▶ _EXERCISE GOAL_: Pick out each line in the records below that contains the word "skirt" and copy those lines.
[START DATA EXCERPTS]
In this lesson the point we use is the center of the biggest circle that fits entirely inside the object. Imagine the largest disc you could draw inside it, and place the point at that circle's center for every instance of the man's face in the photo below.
[END DATA EXCERPTS]
[START DATA EXCERPTS]
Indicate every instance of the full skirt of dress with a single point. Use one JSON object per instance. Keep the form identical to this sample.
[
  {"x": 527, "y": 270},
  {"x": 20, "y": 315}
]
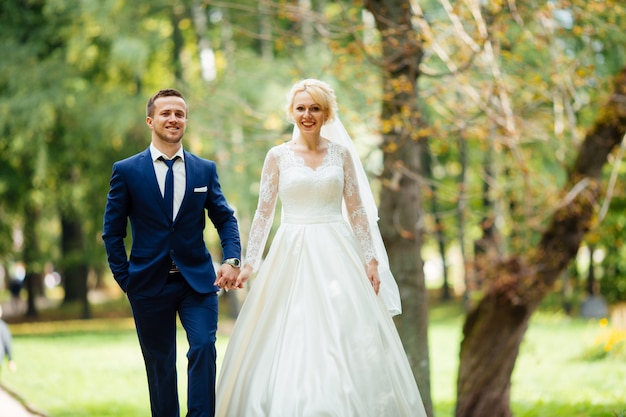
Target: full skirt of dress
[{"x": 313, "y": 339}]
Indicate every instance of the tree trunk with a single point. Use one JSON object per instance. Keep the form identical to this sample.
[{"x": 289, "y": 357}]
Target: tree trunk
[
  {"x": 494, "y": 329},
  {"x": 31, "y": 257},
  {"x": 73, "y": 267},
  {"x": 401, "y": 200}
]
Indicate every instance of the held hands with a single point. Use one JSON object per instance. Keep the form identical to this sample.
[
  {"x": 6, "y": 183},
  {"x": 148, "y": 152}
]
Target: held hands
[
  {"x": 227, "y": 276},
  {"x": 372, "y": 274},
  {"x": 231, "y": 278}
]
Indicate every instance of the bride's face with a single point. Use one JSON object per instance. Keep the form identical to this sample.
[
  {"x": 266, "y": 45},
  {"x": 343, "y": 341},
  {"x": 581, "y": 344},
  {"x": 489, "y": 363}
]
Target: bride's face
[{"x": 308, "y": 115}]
[END DATA EXCERPTS]
▶ _TASK ANSWER_:
Indicate every instance of the full skirt of dress with a single point. Use one JSON object per instance. Keep the form identical to this sample.
Target: full skirt of dress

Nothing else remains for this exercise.